### Text extract
⁂

How does Linux know which USB hard drive is which

automountinghard-diskmount

Currently I have Linux Mint installed on my PC with a USB hard drive partition mounted as /home. This is working well.

If I install a second USB hard drive, is there any chance Linux will get confused between the two, and try mount the second hard drive's partition as /home on boot? That would be bad.

Coming from Windows, I've seen it happen often that drive letters are not "remembered" correctly causing all sorts of issues.

I guess the main question is: How does Linux actually know which USB hard drive is /dev/sdb and which is /media/misha/my_2nd_drive?

Best Answer

Usually the location of the USB port (Bus/Device) determines the order it's detected on. However, don't rely on this.

Each file system has a UUID which stands for universally unique identifier (FAT and NTFS use a slightly different scheme, but they also have an identifier that can be used as a UUID). You can rely on the (Linux) UUID to be unique. For more information about UUIDs, see this Wikipedia article.

⁂

### Data segment
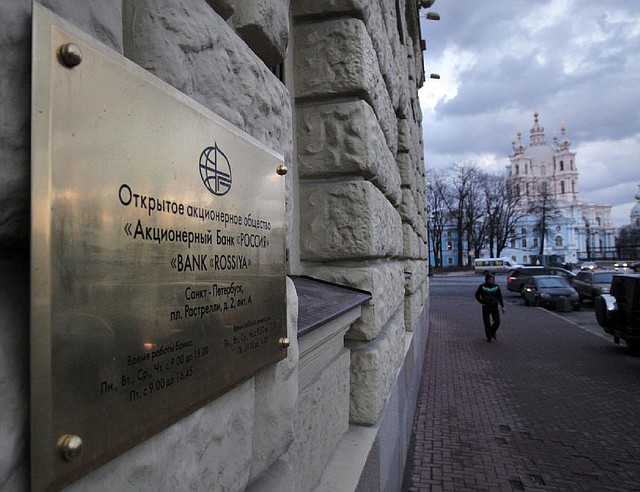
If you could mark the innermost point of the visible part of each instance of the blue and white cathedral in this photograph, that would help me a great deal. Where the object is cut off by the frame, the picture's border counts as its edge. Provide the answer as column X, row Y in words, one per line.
column 577, row 230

⁂

### Required actions
a) Answer these questions using the USB drive Q&A:
(i) Which operating system does the asker have installed?
(ii) What is the USB hard drive partition mounted as?
(iii) What does UUID stand for?
b) In one to three sentences, explain why the asker in the USB drive Q&A is concerned about adding a second USB hard drive.
c) Reproduce the USB drive Q&A from "I guess the" to "this Wikipedia article.", substituting "USB socket" for "USB port".
The lines are unrelated to the USB drive Q&A.

### Results for each task
a)
(i) Linux Mint
(ii) /home
(iii) Universally unique identifier

b) The asker fears Linux might confuse the two drives and mount the second drive's partition as /home on boot. Coming from Windows, they have often seen drive letters not remembered correctly, which caused all sorts of issues.

c)
I guess the main question is: How does Linux actually know which USB hard drive is /dev/sdb and which is /media/misha/my_2nd_drive?

Best Answer

Usually the location of the USB socket (Bus/Device) determines the order it's detected on. However, don't rely on this.

Each file system has a UUID which stands for universally unique identifier (FAT and NTFS use a slightly different scheme, but they also have an identifier that can be used as a UUID). You can rely on the (Linux) UUID to be unique. For more information about UUIDs, see this Wikipedia article.